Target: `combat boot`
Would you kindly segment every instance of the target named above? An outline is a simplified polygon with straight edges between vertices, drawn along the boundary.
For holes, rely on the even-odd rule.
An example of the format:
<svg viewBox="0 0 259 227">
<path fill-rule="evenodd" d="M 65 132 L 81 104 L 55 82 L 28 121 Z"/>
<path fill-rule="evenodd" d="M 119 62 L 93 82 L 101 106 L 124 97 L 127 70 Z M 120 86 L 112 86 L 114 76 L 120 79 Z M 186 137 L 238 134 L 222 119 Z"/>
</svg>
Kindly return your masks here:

* * *

### TASK OBJECTIVE
Reproduce the records above word for word, line for line.

### FINAL RESULT
Target: `combat boot`
Would you kindly segment every instance of the target named above? An outline is a simplified polygon with straight edges between vertices, drawn along the boundary.
For holes, rely on the even-odd rule.
An example of the format:
<svg viewBox="0 0 259 227">
<path fill-rule="evenodd" d="M 65 132 L 81 104 L 55 82 L 28 121 Z"/>
<path fill-rule="evenodd" d="M 119 62 L 93 82 L 101 106 L 124 97 L 127 70 Z M 120 86 L 112 86 L 114 76 L 120 79 Z M 186 137 L 238 134 L 222 119 Z"/>
</svg>
Kindly return your masks here:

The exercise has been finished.